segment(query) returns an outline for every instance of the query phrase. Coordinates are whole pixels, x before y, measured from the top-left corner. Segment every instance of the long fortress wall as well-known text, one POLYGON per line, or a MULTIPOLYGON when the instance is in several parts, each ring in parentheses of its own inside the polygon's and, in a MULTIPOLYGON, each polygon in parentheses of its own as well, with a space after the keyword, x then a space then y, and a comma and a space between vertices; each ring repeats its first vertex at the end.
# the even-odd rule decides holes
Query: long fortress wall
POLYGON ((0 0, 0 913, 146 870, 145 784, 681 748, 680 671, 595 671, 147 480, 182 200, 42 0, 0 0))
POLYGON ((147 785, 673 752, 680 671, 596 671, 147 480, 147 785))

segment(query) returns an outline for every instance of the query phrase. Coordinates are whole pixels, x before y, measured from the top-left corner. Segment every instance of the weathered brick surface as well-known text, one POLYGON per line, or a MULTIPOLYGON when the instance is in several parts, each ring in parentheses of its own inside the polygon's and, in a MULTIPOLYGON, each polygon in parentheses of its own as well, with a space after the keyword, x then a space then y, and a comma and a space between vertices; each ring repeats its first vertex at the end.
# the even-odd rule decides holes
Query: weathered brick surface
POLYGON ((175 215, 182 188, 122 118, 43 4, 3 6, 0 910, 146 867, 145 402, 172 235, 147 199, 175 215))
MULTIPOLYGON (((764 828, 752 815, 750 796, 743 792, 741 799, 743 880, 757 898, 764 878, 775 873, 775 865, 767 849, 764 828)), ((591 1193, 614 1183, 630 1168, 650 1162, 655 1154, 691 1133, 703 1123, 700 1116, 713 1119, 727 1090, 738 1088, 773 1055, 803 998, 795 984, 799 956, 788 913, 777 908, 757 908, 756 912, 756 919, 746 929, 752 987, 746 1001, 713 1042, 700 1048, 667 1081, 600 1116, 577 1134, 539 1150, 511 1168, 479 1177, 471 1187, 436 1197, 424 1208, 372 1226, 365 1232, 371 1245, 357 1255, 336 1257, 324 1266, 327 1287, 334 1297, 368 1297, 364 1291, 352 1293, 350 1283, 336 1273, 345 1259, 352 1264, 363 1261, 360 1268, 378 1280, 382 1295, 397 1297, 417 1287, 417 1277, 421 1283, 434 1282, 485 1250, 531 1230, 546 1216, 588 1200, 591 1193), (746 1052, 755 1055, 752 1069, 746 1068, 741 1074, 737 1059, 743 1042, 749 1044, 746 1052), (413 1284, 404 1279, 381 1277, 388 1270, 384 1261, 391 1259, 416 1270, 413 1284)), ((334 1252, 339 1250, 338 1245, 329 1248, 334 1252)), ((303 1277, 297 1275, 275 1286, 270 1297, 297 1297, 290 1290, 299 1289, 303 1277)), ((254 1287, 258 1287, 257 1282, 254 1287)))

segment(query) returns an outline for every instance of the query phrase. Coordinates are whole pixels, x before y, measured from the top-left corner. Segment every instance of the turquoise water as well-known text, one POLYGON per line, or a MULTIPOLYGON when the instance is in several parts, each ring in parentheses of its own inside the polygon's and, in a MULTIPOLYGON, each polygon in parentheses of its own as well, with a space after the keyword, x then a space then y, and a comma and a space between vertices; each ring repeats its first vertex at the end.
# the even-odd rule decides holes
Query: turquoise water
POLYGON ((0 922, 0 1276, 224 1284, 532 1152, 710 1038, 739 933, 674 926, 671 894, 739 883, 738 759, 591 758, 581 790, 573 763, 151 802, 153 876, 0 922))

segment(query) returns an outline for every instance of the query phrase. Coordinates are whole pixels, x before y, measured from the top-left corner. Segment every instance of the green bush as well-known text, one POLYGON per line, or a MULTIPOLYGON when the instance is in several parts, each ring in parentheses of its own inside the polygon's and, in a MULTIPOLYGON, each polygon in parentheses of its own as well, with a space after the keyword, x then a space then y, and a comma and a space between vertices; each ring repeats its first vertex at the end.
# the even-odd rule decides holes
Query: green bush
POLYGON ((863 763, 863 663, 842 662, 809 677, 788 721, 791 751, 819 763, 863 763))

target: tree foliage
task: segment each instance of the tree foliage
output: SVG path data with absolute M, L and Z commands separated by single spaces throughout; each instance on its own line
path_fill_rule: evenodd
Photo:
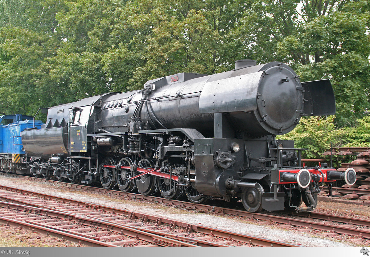
M 370 109 L 369 23 L 370 0 L 0 0 L 0 112 L 249 59 L 330 79 L 332 123 L 353 126 Z

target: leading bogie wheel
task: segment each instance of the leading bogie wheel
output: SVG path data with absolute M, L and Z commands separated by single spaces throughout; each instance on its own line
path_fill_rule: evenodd
M 162 162 L 162 167 L 164 168 L 164 172 L 169 174 L 168 161 L 164 161 Z M 169 178 L 158 177 L 157 178 L 158 188 L 162 196 L 167 199 L 172 199 L 177 197 L 180 192 L 180 188 L 178 185 L 177 181 Z
M 116 168 L 104 166 L 115 165 L 114 160 L 111 157 L 103 159 L 99 168 L 100 182 L 105 189 L 111 189 L 115 186 Z
M 153 168 L 154 164 L 150 160 L 142 159 L 140 161 L 140 167 Z M 156 178 L 155 176 L 147 174 L 136 178 L 135 183 L 139 192 L 144 195 L 148 195 L 154 192 L 155 190 Z
M 129 158 L 122 158 L 118 164 L 121 166 L 131 166 L 132 161 Z M 122 192 L 130 192 L 135 185 L 133 179 L 130 179 L 131 171 L 130 168 L 120 168 L 117 170 L 117 182 L 120 190 Z
M 242 191 L 243 205 L 250 212 L 257 212 L 262 210 L 262 194 L 265 191 L 262 186 L 256 184 L 256 187 L 245 187 Z

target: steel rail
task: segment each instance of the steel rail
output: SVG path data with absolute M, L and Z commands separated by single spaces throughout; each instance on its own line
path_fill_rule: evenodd
M 44 234 L 48 233 L 50 235 L 56 237 L 64 237 L 65 239 L 70 241 L 74 242 L 81 242 L 84 244 L 89 246 L 104 246 L 105 247 L 117 247 L 117 246 L 114 244 L 92 239 L 87 237 L 81 236 L 70 233 L 66 233 L 63 231 L 53 229 L 28 222 L 12 220 L 5 217 L 0 216 L 0 223 L 5 224 L 6 225 L 12 225 L 13 227 L 20 226 L 25 229 L 30 230 L 34 230 L 35 231 L 40 233 Z
M 91 218 L 87 216 L 76 215 L 72 212 L 60 211 L 51 209 L 44 209 L 28 205 L 11 203 L 9 202 L 0 201 L 0 205 L 3 208 L 10 208 L 22 210 L 24 212 L 33 212 L 37 214 L 58 218 L 63 217 L 66 220 L 73 221 L 83 225 L 89 224 L 91 226 L 96 225 L 99 227 L 106 227 L 111 231 L 120 233 L 122 234 L 132 237 L 137 239 L 146 241 L 149 243 L 155 243 L 158 245 L 166 247 L 196 247 L 198 246 L 192 244 L 167 238 L 163 237 L 149 233 L 142 230 L 139 230 L 128 226 L 125 226 L 117 223 L 107 222 L 103 220 L 99 220 Z M 42 227 L 42 226 L 39 226 Z M 54 230 L 57 231 L 56 230 Z M 63 231 L 61 231 L 63 232 Z M 71 234 L 71 236 L 72 234 Z M 87 238 L 90 240 L 94 240 Z
M 329 192 L 329 190 L 326 187 L 321 187 L 320 189 Z M 345 187 L 333 187 L 332 190 L 333 192 L 337 192 L 341 194 L 356 194 L 360 195 L 370 195 L 370 190 L 367 189 L 359 189 L 359 188 L 349 188 Z
M 12 175 L 14 175 L 12 174 Z M 16 176 L 18 177 L 17 175 Z M 21 176 L 22 177 L 24 177 Z M 30 177 L 26 177 L 30 178 Z M 31 180 L 46 181 L 43 179 L 36 179 L 34 178 L 30 178 Z M 311 227 L 313 229 L 317 229 L 323 231 L 331 231 L 334 229 L 335 231 L 338 233 L 343 234 L 350 235 L 361 236 L 367 238 L 370 238 L 370 231 L 368 231 L 365 230 L 357 229 L 352 228 L 346 228 L 342 226 L 324 224 L 318 223 L 314 221 L 305 221 L 297 219 L 289 218 L 286 218 L 279 217 L 275 215 L 267 214 L 263 213 L 251 213 L 246 211 L 236 210 L 232 209 L 224 208 L 222 207 L 213 206 L 204 204 L 196 204 L 187 202 L 184 202 L 174 200 L 167 200 L 160 197 L 148 195 L 143 195 L 139 194 L 135 194 L 132 193 L 124 192 L 120 191 L 112 190 L 106 190 L 101 188 L 89 187 L 84 185 L 72 184 L 65 182 L 59 182 L 55 181 L 50 181 L 53 183 L 56 183 L 58 184 L 64 185 L 69 187 L 73 187 L 75 188 L 80 188 L 91 190 L 98 192 L 104 192 L 112 194 L 121 195 L 124 197 L 129 197 L 133 198 L 137 198 L 143 200 L 151 201 L 153 202 L 168 204 L 171 205 L 177 205 L 181 207 L 188 208 L 195 210 L 202 210 L 206 211 L 213 212 L 222 214 L 229 214 L 233 215 L 240 216 L 249 219 L 256 219 L 272 221 L 282 224 L 289 224 L 292 225 L 297 226 L 303 227 Z
M 23 189 L 16 188 L 12 187 L 6 187 L 5 186 L 0 186 L 0 189 L 9 189 L 10 194 L 7 195 L 4 195 L 4 194 L 0 192 L 0 199 L 3 200 L 11 201 L 12 202 L 16 202 L 19 204 L 26 205 L 29 205 L 35 207 L 40 206 L 40 204 L 39 203 L 32 203 L 24 201 L 24 198 L 15 198 L 14 196 L 12 197 L 11 192 L 18 192 L 21 194 L 27 194 L 27 195 L 31 196 L 38 197 L 43 197 L 46 198 L 47 200 L 51 200 L 58 201 L 61 202 L 67 203 L 68 204 L 75 204 L 78 206 L 85 207 L 93 208 L 95 210 L 101 210 L 104 211 L 106 211 L 112 213 L 114 213 L 119 215 L 125 215 L 129 217 L 132 219 L 135 218 L 138 218 L 141 220 L 142 221 L 150 220 L 155 222 L 156 224 L 159 223 L 166 224 L 172 227 L 175 227 L 176 226 L 182 227 L 186 229 L 187 231 L 192 231 L 194 232 L 199 232 L 205 234 L 206 235 L 213 235 L 214 236 L 217 236 L 219 237 L 225 238 L 227 239 L 232 239 L 236 241 L 239 241 L 246 243 L 252 243 L 253 244 L 260 246 L 273 246 L 274 247 L 296 247 L 299 246 L 295 245 L 292 244 L 283 242 L 281 242 L 275 240 L 257 237 L 254 237 L 252 235 L 244 235 L 238 233 L 228 231 L 222 230 L 216 228 L 210 228 L 204 226 L 195 225 L 184 223 L 178 221 L 175 221 L 166 218 L 154 216 L 153 215 L 148 215 L 143 213 L 132 212 L 126 210 L 122 210 L 115 208 L 114 207 L 102 205 L 101 205 L 96 204 L 90 203 L 87 203 L 85 202 L 79 201 L 70 198 L 66 198 L 59 197 L 56 197 L 44 194 L 41 194 L 36 192 L 34 192 L 31 191 L 25 190 Z M 10 196 L 9 196 L 10 195 Z M 52 210 L 58 210 L 59 211 L 64 212 L 63 210 L 59 210 L 57 208 L 53 207 L 48 207 L 47 206 L 44 205 L 42 205 L 43 208 L 46 209 L 51 209 Z M 68 213 L 67 214 L 68 214 Z M 79 215 L 81 215 L 79 214 Z M 114 221 L 107 221 L 107 220 L 100 219 L 95 217 L 91 216 L 85 215 L 86 217 L 89 217 L 91 218 L 102 220 L 106 222 L 111 222 L 114 223 Z M 125 224 L 120 224 L 121 225 L 127 226 L 130 227 L 134 228 L 136 229 L 141 230 L 143 231 L 149 232 L 151 233 L 156 233 L 157 234 L 169 237 L 174 239 L 181 240 L 188 240 L 189 238 L 185 237 L 181 237 L 178 235 L 169 234 L 168 233 L 164 233 L 163 232 L 157 231 L 148 230 L 147 230 L 142 229 L 139 227 L 134 227 L 132 226 L 127 226 Z M 209 242 L 204 241 L 203 240 L 199 240 L 196 238 L 192 238 L 192 243 L 195 243 L 198 245 L 205 246 L 222 246 L 225 247 L 225 245 L 222 245 L 219 244 L 212 243 Z

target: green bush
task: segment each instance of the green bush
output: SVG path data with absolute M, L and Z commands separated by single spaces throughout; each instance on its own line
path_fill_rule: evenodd
M 302 158 L 326 159 L 330 156 L 322 154 L 333 147 L 370 147 L 370 116 L 356 120 L 354 126 L 338 128 L 334 121 L 335 116 L 302 118 L 293 131 L 278 139 L 293 140 L 297 148 L 308 148 L 302 154 Z M 333 156 L 333 165 L 349 162 L 355 156 Z

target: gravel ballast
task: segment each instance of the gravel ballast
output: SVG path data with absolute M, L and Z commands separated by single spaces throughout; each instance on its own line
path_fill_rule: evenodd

══════════════════════════════

- Objective
Please copy out the items above, starting at their first line and stopping after the line that contains "POLYGON ((147 785, 673". Reproduce every line character for character.

- Result below
segment(query) returns an outline for every instance of the query phrase. Coordinates are whole pixels, x before y, measured from the top-left corner. Segment every instance of the long fortress wall as well-known text, one POLYGON per line, or a MULTIPOLYGON when the instance is in several parts, each ring in parentheses of its own inside the polygon's and, in a MULTIPOLYGON, each polygon in parentheses of its own as well, with a space after the keyword, x then a space then y, and a comma and a space between vertices; each ring repeats its first vertex at the end.
# the even-odd rule decides holes
Query: long fortress wall
POLYGON ((0 0, 0 913, 146 870, 145 784, 681 748, 680 671, 595 671, 147 480, 182 200, 42 0, 0 0))
POLYGON ((147 785, 673 752, 680 671, 596 671, 147 480, 147 785))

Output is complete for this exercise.